╔══

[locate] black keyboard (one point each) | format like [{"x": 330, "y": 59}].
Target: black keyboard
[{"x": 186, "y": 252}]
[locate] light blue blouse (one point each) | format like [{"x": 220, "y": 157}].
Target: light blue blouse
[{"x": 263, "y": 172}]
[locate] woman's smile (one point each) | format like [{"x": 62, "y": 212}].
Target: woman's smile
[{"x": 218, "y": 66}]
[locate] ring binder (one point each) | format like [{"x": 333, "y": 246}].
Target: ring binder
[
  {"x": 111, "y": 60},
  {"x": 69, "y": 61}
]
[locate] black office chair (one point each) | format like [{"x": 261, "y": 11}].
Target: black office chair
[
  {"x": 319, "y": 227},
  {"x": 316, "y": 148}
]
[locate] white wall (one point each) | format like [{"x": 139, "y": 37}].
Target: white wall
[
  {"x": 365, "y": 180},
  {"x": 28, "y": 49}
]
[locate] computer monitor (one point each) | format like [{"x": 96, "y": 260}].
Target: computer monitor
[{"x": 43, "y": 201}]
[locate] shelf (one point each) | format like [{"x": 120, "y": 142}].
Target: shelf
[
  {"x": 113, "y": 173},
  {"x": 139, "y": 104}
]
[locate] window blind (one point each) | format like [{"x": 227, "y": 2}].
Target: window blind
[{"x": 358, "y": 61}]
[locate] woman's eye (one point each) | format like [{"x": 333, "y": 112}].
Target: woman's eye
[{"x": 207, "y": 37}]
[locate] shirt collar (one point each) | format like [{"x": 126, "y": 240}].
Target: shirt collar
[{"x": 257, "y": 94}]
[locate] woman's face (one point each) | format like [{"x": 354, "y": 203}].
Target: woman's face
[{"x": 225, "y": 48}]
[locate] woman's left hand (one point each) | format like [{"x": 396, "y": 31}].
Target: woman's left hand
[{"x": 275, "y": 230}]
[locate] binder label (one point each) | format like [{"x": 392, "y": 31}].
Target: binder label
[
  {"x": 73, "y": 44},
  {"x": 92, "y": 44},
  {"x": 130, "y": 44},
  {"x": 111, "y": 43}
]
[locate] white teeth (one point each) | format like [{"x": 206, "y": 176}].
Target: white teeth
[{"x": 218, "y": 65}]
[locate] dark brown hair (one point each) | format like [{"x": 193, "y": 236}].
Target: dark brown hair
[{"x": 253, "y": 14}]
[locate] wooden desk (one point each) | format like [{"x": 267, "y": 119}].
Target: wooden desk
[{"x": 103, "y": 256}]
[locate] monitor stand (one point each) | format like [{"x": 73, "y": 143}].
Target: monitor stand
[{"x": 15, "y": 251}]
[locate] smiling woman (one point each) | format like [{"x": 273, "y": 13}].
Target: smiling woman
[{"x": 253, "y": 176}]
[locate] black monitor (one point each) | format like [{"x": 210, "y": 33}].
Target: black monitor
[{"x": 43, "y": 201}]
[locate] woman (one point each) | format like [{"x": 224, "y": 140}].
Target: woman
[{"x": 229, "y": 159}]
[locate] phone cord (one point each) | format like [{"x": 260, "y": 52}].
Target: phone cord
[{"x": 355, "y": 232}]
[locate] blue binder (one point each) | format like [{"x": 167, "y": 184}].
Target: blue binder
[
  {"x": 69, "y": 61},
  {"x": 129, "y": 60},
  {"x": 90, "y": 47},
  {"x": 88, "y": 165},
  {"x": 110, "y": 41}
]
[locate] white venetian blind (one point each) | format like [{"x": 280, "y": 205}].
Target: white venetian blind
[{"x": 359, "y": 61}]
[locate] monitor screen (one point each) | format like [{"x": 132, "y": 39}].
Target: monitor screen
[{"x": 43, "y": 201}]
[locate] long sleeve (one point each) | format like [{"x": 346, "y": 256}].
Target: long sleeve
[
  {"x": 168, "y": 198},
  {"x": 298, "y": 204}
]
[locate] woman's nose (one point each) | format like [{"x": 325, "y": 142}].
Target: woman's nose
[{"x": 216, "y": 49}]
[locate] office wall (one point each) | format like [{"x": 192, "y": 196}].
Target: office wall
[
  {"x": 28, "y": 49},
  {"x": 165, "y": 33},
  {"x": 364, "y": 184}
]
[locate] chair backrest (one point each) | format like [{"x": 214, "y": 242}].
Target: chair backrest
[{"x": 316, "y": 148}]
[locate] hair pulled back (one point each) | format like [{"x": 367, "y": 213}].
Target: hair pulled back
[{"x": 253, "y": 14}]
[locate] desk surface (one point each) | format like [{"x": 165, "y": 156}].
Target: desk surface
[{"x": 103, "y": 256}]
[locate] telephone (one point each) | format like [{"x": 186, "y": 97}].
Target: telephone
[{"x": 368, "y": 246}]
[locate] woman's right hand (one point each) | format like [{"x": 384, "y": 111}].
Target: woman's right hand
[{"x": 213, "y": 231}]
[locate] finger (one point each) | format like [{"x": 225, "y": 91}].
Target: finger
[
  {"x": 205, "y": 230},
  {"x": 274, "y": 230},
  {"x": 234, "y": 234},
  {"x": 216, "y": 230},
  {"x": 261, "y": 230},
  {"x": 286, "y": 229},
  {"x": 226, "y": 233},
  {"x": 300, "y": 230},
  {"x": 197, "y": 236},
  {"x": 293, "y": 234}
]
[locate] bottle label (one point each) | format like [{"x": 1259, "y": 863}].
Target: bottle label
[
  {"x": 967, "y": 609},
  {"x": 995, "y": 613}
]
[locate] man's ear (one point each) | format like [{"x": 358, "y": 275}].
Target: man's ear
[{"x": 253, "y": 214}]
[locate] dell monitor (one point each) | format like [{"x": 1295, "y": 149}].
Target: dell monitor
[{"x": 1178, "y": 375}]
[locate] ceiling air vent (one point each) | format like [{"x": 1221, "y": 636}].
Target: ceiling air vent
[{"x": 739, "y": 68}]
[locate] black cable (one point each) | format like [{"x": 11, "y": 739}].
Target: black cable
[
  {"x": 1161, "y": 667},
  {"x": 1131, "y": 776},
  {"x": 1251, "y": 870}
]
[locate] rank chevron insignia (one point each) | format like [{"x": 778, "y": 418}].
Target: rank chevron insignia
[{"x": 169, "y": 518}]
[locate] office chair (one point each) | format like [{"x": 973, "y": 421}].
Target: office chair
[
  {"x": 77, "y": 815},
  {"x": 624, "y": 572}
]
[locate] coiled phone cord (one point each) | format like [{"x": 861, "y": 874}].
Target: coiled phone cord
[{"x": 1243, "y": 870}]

╚══

▶ **What needs to be done**: Retype the data in full, and keep every line identical to the original.

▶ **Response to this exercise**:
[locate] black keyboard (one point each) | format like [{"x": 330, "y": 59}].
Target: black keyboard
[{"x": 186, "y": 252}]
[locate] light blue blouse (one point each) | format like [{"x": 220, "y": 157}].
Target: light blue blouse
[{"x": 263, "y": 172}]
[locate] woman's smile (one point each) | format like [{"x": 62, "y": 212}].
Target: woman's smile
[{"x": 218, "y": 66}]
[locate] ring binder (one point each) | format like [{"x": 333, "y": 246}].
Target: ring binder
[
  {"x": 111, "y": 60},
  {"x": 69, "y": 61}
]
[locate] black office chair (one point each) | format like [{"x": 261, "y": 11}].
Target: black office chair
[
  {"x": 319, "y": 227},
  {"x": 316, "y": 148}
]
[locate] white wall (one point each) | format like [{"x": 139, "y": 37}].
Target: white wall
[
  {"x": 365, "y": 180},
  {"x": 28, "y": 49}
]
[locate] computer monitor (one point each) | format like [{"x": 96, "y": 260}].
Target: computer monitor
[{"x": 43, "y": 201}]
[locate] shelf (one point each) | format like [{"x": 120, "y": 142}].
Target: shelf
[
  {"x": 113, "y": 173},
  {"x": 139, "y": 104}
]
[locate] window blind (one point each) | format like [{"x": 227, "y": 2}].
Target: window blind
[{"x": 358, "y": 61}]
[locate] woman's eye (one point each) | format like [{"x": 333, "y": 112}].
Target: woman's eye
[{"x": 207, "y": 37}]
[locate] shirt collar (one point each) | format like [{"x": 126, "y": 240}].
Target: shirt collar
[{"x": 257, "y": 94}]
[locate] woman's face (one point each) | format like [{"x": 354, "y": 203}].
Target: woman's face
[{"x": 225, "y": 48}]
[locate] woman's left hand (one point each) | format like [{"x": 396, "y": 31}].
Target: woman's left hand
[{"x": 275, "y": 230}]
[locate] binder label (one point each) | format like [{"x": 392, "y": 31}].
Target: binder label
[
  {"x": 73, "y": 44},
  {"x": 92, "y": 44},
  {"x": 130, "y": 44},
  {"x": 111, "y": 43}
]
[locate] white teeth (one point each) | format like [{"x": 206, "y": 176}].
Target: white teeth
[{"x": 218, "y": 65}]
[locate] dark brown hair (one point each) | format like [{"x": 193, "y": 236}].
Target: dark brown hair
[{"x": 253, "y": 14}]
[locate] wooden desk (one point each) | format like [{"x": 267, "y": 119}].
Target: wooden desk
[{"x": 103, "y": 256}]
[locate] monitor stand (one point each) | format like [{"x": 73, "y": 143}].
Target: monitor stand
[{"x": 15, "y": 251}]
[locate] smiling woman (one point each) | format like [{"x": 273, "y": 13}].
Target: smiling woman
[{"x": 253, "y": 176}]
[locate] black monitor (one point each) | format like [{"x": 210, "y": 33}].
Target: black monitor
[{"x": 43, "y": 201}]
[locate] woman (one point each) | format like [{"x": 224, "y": 140}].
Target: woman
[{"x": 229, "y": 159}]
[locate] phone cord (one point each) | format like [{"x": 260, "y": 52}].
Target: phone cord
[{"x": 355, "y": 232}]
[locate] blue binder (one point each) | format like [{"x": 167, "y": 184}].
Target: blue binder
[
  {"x": 69, "y": 61},
  {"x": 129, "y": 60},
  {"x": 90, "y": 47},
  {"x": 88, "y": 165},
  {"x": 110, "y": 41}
]
[locate] white venetian blind (one point each) | format like [{"x": 280, "y": 205}].
Target: white venetian blind
[{"x": 359, "y": 61}]
[locate] monitor screen (one point each) | format like [{"x": 132, "y": 39}].
Target: monitor screen
[{"x": 43, "y": 201}]
[locate] long sleeve (one point each) | format like [{"x": 346, "y": 256}].
Target: long sleeve
[
  {"x": 168, "y": 198},
  {"x": 298, "y": 204}
]
[locate] woman's nose (one point each) | format like [{"x": 325, "y": 142}].
Target: woman's nose
[{"x": 216, "y": 49}]
[locate] office wall (one point each) | format like [{"x": 192, "y": 196}].
Target: office wall
[
  {"x": 28, "y": 49},
  {"x": 165, "y": 33},
  {"x": 364, "y": 184}
]
[locate] chair backrest (one point each) | format like [{"x": 214, "y": 242}].
Target: chair backrest
[{"x": 316, "y": 148}]
[locate] hair pulled back (one point each) | format like [{"x": 367, "y": 213}].
Target: hair pulled back
[{"x": 253, "y": 14}]
[locate] desk surface (one point each) | format like [{"x": 165, "y": 156}].
Target: desk surface
[{"x": 103, "y": 256}]
[locate] telephone (one point each) | format like [{"x": 186, "y": 97}].
Target: telephone
[{"x": 368, "y": 246}]
[locate] woman's right hand (one point each) | format like [{"x": 384, "y": 111}].
Target: woman's right hand
[{"x": 213, "y": 231}]
[locate] finger (one point each) | format like [{"x": 225, "y": 91}].
Target: finger
[
  {"x": 205, "y": 230},
  {"x": 274, "y": 230},
  {"x": 234, "y": 234},
  {"x": 216, "y": 230},
  {"x": 261, "y": 230},
  {"x": 286, "y": 229},
  {"x": 226, "y": 233},
  {"x": 300, "y": 230},
  {"x": 197, "y": 236},
  {"x": 293, "y": 234}
]
[locate] bottle label (one point each) | format like [{"x": 1259, "y": 863}].
Target: bottle label
[
  {"x": 967, "y": 609},
  {"x": 995, "y": 613}
]
[locate] man's ear (one point each) | format like [{"x": 358, "y": 275}].
Target: man's ear
[{"x": 253, "y": 214}]
[locate] dell monitor (one point each) | format like [{"x": 1295, "y": 149}].
Target: dell monitor
[{"x": 1178, "y": 375}]
[locate] ceiling air vent (one point each) | format like [{"x": 1221, "y": 636}].
Target: ceiling air vent
[{"x": 739, "y": 68}]
[locate] black cable (one point each) | format like [{"x": 11, "y": 739}].
Target: black cable
[
  {"x": 1161, "y": 667},
  {"x": 1131, "y": 776},
  {"x": 1251, "y": 870}
]
[locate] rank chevron insignia (one point each) | format like [{"x": 778, "y": 418}].
Target: rank chevron insignia
[{"x": 169, "y": 518}]
[locate] office chair (one point each) | format like [{"x": 973, "y": 421}].
Target: office chair
[
  {"x": 77, "y": 815},
  {"x": 624, "y": 572}
]
[locate] coiled phone cord (one point each) | format like [{"x": 861, "y": 874}].
Target: coiled phone cord
[{"x": 1243, "y": 870}]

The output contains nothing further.